# WHAT TO WORK ON
Retype the items from the start through the line containing "point(333, 253)", keeping every line identical and including both ends. Leave the pictures out of your answer.

(Image point annotation entries)
[Begin]
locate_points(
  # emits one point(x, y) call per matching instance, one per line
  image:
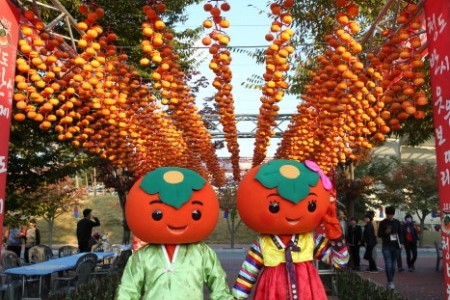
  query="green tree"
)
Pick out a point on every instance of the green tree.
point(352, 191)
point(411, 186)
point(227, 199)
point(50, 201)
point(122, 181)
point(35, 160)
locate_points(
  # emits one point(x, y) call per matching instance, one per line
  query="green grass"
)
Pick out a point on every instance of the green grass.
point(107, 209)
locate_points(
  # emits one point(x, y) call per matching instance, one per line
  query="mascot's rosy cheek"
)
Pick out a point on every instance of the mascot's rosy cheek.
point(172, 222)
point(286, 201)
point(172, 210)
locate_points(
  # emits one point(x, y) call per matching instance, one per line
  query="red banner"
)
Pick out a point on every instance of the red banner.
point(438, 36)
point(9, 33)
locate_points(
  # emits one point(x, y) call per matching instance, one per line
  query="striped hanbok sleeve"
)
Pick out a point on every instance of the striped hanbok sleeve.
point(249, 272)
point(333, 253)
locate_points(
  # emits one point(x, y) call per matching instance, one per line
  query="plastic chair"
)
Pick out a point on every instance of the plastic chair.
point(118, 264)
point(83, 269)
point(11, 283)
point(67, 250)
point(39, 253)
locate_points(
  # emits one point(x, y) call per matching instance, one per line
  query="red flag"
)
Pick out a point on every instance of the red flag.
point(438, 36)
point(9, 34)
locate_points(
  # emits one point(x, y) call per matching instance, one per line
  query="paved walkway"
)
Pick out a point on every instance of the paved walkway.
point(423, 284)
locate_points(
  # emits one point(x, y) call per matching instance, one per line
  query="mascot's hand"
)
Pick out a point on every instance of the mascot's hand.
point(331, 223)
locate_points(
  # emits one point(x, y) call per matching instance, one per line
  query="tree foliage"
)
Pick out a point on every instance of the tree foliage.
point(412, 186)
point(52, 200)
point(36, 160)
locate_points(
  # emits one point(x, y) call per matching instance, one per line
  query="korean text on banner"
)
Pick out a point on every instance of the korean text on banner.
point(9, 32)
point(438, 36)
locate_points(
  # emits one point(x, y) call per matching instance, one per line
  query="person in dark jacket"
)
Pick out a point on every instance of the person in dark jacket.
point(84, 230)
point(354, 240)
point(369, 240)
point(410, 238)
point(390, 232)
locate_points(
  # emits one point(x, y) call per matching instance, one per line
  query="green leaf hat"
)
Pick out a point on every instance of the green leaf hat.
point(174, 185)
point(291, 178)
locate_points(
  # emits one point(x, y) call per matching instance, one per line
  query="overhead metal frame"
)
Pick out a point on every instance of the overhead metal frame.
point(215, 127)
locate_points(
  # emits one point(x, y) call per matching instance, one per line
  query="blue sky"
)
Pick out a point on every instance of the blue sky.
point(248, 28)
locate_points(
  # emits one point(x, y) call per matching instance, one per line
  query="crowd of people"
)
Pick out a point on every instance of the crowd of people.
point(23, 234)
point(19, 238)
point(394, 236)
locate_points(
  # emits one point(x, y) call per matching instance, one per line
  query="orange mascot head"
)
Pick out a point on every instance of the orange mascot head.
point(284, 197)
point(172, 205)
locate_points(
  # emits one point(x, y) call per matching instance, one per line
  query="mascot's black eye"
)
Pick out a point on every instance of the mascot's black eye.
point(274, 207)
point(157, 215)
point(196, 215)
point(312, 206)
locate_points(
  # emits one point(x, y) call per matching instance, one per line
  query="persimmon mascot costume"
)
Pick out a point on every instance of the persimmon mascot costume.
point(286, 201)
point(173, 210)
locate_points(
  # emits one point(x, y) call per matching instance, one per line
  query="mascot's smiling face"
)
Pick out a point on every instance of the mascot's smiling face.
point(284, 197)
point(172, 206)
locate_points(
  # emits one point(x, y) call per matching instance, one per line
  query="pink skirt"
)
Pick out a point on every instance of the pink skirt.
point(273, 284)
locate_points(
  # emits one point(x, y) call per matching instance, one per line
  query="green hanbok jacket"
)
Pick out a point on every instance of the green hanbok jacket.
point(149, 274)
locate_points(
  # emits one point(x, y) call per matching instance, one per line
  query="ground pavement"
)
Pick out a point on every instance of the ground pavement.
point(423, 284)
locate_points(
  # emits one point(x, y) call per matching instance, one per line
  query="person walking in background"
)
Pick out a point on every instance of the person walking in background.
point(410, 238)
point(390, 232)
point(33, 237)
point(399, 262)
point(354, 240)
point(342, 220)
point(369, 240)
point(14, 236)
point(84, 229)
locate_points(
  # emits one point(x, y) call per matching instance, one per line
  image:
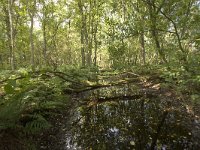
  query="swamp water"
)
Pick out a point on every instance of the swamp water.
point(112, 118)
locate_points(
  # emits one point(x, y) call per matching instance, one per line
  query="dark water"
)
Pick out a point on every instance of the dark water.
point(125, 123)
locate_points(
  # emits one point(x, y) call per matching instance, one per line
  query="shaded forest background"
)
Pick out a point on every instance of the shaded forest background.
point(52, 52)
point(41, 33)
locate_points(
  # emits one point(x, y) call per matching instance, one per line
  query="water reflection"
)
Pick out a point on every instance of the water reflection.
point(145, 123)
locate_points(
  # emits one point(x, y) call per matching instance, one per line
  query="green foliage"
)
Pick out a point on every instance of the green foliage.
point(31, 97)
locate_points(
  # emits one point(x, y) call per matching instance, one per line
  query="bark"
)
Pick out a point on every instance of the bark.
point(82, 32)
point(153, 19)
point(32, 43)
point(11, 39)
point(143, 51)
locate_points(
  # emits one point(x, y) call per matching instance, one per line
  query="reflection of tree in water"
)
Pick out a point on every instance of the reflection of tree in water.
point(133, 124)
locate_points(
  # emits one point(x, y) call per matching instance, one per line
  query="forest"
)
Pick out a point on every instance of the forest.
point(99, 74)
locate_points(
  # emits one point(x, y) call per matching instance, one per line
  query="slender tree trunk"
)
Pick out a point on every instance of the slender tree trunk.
[End]
# RESPONSE BELOW
locate_points(
  # emits one point(x, y) call per matching instance, one per line
  image:
  query="green tree"
)
Pick out a point on every instance of the green tree.
point(352, 191)
point(411, 186)
point(227, 199)
point(50, 201)
point(122, 181)
point(35, 160)
locate_points(
  # emits one point(x, y) call per matching instance, one per line
  query="green grass"
)
Pick out a point on every instance of the green grass.
point(107, 209)
locate_points(
  # emits one point(x, y) call per matching instance, one per line
  query="mascot's rosy cheek"
)
Pick out a point on every instance of the mascot's rosy cheek.
point(172, 222)
point(286, 201)
point(172, 210)
locate_points(
  # emits one point(x, y) call per matching instance, one per line
  query="red banner"
)
Pick out a point on every instance of the red banner.
point(438, 36)
point(9, 33)
locate_points(
  # emits one point(x, y) call per matching instance, one per line
  query="striped hanbok sleeve"
)
Pick out a point on every instance of the striped hanbok sleeve.
point(249, 272)
point(333, 253)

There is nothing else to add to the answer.